## Start LISTED RECORDS
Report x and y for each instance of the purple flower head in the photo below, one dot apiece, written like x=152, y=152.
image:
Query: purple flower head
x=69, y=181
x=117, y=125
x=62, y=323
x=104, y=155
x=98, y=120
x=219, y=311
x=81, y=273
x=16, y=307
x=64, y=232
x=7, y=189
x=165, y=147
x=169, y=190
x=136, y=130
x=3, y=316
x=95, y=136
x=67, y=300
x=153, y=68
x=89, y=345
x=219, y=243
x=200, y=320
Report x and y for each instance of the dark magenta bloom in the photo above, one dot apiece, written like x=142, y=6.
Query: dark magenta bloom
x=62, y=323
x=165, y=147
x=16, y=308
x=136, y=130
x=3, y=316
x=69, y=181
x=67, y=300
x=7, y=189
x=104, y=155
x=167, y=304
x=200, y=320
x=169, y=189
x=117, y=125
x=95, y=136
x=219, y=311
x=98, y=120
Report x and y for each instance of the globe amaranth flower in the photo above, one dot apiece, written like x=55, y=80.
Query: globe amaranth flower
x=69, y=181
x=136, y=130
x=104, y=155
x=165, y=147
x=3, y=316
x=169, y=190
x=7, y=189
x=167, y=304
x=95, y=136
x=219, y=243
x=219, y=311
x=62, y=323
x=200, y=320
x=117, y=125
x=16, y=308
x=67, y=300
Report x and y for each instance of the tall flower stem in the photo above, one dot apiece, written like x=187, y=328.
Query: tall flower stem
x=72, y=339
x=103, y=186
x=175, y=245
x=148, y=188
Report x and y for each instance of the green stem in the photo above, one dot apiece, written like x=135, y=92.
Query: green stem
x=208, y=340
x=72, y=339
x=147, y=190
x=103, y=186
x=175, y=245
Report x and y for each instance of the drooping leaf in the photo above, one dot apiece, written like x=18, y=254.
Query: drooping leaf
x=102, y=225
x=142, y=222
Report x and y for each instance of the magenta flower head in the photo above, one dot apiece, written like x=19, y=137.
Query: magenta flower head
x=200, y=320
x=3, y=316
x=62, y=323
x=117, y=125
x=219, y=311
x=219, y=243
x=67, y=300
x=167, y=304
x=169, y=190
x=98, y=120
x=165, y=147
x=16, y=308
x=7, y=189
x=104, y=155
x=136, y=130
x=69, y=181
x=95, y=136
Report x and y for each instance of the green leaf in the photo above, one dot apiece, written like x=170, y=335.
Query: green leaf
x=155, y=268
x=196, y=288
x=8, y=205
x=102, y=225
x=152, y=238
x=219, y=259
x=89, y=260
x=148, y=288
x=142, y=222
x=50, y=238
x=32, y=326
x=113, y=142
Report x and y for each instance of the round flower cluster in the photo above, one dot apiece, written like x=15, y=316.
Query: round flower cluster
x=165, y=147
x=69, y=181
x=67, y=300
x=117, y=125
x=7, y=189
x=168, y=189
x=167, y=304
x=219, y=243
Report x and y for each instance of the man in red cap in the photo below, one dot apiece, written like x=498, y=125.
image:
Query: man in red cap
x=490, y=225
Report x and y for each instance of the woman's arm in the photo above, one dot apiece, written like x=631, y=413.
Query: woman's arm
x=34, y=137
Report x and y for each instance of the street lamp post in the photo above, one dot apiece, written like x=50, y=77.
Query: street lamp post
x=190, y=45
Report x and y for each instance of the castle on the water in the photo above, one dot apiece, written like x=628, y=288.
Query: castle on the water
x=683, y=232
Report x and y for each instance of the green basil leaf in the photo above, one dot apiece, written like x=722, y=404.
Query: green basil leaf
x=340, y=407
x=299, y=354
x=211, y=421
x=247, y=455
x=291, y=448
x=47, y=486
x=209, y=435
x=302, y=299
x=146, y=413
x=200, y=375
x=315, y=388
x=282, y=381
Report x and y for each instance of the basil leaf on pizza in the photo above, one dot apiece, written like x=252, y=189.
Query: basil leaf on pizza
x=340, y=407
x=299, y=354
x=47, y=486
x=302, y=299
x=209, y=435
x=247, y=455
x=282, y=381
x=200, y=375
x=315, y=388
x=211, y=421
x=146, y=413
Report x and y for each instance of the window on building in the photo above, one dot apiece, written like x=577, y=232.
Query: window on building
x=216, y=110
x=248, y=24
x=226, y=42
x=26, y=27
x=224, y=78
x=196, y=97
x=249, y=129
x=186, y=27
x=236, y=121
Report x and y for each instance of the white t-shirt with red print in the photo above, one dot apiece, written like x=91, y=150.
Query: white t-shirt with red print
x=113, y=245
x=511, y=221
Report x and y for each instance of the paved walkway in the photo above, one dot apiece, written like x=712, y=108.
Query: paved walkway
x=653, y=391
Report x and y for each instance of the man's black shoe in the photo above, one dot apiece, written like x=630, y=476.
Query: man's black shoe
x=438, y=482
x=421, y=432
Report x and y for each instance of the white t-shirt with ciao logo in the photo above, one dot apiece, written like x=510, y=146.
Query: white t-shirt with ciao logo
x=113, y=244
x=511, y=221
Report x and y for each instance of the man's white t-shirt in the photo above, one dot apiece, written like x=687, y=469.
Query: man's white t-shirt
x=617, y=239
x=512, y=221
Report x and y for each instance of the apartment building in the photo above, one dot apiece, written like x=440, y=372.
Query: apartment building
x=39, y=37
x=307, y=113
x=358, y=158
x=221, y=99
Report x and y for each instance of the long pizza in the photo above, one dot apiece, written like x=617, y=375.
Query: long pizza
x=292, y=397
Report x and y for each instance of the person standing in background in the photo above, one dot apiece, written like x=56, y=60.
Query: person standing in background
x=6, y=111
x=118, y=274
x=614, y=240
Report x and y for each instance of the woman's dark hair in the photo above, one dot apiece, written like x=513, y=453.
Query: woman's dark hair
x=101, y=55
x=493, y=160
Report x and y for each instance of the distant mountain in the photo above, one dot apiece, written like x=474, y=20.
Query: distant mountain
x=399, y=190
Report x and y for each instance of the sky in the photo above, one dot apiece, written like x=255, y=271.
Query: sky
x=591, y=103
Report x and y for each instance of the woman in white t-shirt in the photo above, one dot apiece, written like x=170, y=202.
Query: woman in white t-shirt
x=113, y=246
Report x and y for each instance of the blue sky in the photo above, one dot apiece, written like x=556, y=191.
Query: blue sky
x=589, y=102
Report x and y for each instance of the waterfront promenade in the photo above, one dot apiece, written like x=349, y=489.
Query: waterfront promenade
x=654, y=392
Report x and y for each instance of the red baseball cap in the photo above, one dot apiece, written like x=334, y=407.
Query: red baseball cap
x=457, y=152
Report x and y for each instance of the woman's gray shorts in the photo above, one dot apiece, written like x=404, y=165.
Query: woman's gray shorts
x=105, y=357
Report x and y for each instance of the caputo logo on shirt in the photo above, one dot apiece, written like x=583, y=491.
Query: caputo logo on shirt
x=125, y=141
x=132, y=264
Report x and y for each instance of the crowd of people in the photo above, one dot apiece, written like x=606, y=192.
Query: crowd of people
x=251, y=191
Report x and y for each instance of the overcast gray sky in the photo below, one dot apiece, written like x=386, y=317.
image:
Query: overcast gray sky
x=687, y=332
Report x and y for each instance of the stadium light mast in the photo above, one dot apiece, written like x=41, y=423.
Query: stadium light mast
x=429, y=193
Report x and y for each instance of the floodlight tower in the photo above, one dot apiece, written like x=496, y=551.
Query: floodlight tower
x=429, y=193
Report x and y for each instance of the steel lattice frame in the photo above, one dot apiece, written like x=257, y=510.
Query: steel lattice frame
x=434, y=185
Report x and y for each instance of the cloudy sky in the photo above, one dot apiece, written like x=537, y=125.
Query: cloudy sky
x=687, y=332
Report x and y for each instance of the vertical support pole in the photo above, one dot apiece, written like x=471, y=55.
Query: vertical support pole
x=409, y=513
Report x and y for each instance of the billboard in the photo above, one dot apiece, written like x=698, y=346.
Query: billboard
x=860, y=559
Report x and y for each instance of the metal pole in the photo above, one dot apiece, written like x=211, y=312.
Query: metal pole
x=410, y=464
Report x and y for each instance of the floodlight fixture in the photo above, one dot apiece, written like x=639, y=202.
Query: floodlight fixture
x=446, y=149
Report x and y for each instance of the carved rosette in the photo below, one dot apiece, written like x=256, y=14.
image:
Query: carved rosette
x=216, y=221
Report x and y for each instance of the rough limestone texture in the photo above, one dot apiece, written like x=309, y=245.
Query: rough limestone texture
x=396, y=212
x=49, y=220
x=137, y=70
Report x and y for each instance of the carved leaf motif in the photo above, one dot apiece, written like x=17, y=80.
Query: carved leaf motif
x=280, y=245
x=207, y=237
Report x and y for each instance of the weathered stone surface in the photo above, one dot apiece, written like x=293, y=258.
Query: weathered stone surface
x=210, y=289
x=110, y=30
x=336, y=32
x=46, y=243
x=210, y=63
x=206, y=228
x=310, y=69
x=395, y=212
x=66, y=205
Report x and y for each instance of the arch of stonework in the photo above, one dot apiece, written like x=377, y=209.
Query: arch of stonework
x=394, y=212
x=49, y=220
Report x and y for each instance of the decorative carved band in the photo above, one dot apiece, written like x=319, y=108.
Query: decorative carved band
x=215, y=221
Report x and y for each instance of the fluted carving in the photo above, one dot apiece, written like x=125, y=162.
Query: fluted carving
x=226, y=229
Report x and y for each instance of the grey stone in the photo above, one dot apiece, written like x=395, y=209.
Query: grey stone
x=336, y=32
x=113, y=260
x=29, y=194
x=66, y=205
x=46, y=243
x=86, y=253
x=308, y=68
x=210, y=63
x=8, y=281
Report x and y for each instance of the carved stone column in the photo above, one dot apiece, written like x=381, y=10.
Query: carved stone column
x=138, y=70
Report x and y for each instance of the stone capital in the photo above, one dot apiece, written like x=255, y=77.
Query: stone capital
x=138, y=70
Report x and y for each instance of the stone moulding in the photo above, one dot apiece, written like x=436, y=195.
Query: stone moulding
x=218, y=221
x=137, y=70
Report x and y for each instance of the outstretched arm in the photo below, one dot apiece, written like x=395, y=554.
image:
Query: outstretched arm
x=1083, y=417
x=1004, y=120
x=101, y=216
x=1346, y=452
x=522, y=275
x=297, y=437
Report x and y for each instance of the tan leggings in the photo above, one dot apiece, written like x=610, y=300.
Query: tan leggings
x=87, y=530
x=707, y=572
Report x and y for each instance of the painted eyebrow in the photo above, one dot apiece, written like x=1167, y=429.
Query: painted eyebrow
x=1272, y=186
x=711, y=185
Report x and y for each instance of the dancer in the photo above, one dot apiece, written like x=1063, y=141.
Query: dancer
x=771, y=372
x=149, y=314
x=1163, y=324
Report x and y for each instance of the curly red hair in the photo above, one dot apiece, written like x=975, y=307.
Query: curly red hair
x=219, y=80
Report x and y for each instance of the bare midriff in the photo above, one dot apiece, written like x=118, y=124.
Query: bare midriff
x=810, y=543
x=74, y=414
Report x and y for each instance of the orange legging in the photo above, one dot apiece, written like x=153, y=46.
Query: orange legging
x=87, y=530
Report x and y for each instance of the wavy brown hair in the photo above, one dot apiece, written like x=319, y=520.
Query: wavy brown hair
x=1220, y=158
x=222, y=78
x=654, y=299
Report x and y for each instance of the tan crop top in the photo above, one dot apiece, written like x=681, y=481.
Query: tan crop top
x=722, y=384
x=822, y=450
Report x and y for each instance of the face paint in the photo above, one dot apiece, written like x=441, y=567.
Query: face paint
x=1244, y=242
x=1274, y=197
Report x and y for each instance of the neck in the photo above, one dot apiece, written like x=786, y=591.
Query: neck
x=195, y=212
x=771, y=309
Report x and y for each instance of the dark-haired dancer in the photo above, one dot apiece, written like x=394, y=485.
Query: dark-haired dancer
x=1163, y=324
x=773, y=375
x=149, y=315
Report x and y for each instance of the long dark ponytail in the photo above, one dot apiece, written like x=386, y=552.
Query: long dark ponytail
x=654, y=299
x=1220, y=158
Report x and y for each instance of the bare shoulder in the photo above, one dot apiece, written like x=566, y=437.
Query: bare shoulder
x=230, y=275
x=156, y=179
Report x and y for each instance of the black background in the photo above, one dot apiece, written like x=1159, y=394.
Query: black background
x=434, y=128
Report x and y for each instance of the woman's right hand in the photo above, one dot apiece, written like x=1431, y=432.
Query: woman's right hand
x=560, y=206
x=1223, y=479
## End LISTED RECORDS
Repeat the entries above word for word, beginning at the line that contains "Report x and y for each instance of the sky" and stopping after the line that contains "x=113, y=246".

■ **COMPLETE OUTPUT**:
Report x and y for each instance of the sky in the photo above, one dot apiece, written like x=255, y=271.
Query: sky
x=591, y=103
Report x and y for each instance of the woman in white t-shirt in the photo above, one dot apiece, written like x=170, y=202.
Query: woman in white t-shirt
x=113, y=246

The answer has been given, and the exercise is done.